■ **Exercise instructions**
Repeat all of the data precisely.

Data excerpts
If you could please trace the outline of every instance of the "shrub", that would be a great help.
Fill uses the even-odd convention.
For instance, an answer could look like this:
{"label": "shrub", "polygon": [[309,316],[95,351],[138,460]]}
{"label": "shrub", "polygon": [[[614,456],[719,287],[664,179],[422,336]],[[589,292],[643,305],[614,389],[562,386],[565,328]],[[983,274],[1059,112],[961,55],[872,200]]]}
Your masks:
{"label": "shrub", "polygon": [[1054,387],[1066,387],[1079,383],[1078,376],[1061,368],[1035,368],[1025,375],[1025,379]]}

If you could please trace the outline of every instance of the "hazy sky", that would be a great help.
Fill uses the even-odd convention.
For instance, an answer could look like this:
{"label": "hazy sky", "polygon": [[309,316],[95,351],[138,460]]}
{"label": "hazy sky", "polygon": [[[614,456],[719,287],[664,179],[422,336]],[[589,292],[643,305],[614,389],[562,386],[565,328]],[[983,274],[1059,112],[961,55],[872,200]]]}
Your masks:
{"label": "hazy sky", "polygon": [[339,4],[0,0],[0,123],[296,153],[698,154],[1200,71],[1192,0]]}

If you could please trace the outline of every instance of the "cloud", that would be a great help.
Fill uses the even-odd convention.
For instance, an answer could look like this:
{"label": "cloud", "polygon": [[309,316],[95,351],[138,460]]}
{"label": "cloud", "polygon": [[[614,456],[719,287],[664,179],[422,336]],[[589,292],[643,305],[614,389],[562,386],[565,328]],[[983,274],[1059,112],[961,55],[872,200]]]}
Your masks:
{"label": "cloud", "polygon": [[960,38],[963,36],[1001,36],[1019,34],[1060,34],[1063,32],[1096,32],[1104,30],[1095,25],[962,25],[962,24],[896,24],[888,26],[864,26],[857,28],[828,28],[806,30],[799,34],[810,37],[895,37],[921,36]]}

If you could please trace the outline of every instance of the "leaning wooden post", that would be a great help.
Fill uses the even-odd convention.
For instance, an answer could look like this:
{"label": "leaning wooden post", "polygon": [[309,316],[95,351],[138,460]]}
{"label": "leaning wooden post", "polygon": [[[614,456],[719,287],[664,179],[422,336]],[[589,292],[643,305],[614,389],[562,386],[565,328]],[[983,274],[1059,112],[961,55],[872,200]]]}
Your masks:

■ **Answer section**
If you could please trace the outline of every instance of the "shrub", that would be a great help.
Fill uses the even-odd convention.
For instance, an answer could look like this:
{"label": "shrub", "polygon": [[309,316],[95,351],[138,460]]}
{"label": "shrub", "polygon": [[[614,456],[719,287],[664,179],[422,336]],[[589,292],[643,305],[614,389],[562,386],[565,328]],[[983,274],[1059,112],[961,55],[872,200]]]}
Your masks:
{"label": "shrub", "polygon": [[1054,387],[1066,387],[1079,383],[1078,376],[1061,368],[1035,368],[1025,375],[1025,379]]}

If you could please trace the outline of every instance of the "hazy sky", that would be a great help.
Fill uses the even-odd convention.
For instance, an answer could look like this:
{"label": "hazy sky", "polygon": [[309,316],[95,351],[138,460]]}
{"label": "hazy sky", "polygon": [[[614,456],[719,287],[664,179],[422,336]],[[589,292],[643,305],[614,389],[562,386],[565,328]],[[983,274],[1059,112],[961,55],[872,200]]]}
Your masks:
{"label": "hazy sky", "polygon": [[339,4],[0,0],[0,123],[296,153],[698,154],[1200,71],[1192,0]]}

If you could please trace the outline of every instance of the "cloud", that would be a great help.
Fill uses the even-odd convention.
For instance, an answer could look like this:
{"label": "cloud", "polygon": [[309,316],[95,351],[138,460]]}
{"label": "cloud", "polygon": [[[614,456],[719,287],[664,179],[422,336]],[[589,292],[643,305],[614,389],[562,386],[565,328]],[[983,274],[1059,112],[961,55],[872,200]]]}
Your masks:
{"label": "cloud", "polygon": [[960,38],[963,36],[1001,36],[1019,34],[1060,34],[1063,32],[1096,32],[1104,30],[1095,25],[962,25],[962,24],[896,24],[888,26],[864,26],[857,28],[828,28],[806,30],[799,34],[810,37],[895,37],[921,36]]}

If you could please trace the outline of every instance of the "leaning wooden post", that would be a great help.
Fill uses the even-odd convention.
For instance, an answer could look like this:
{"label": "leaning wooden post", "polygon": [[309,316],[95,351],[138,460]]}
{"label": "leaning wooden post", "polygon": [[[614,456],[719,287],[664,179],[422,336]],[[589,292],[643,305],[614,389],[562,386],[565,328]],[[983,274],[1059,112],[961,55],[872,200]]]}
Your masks:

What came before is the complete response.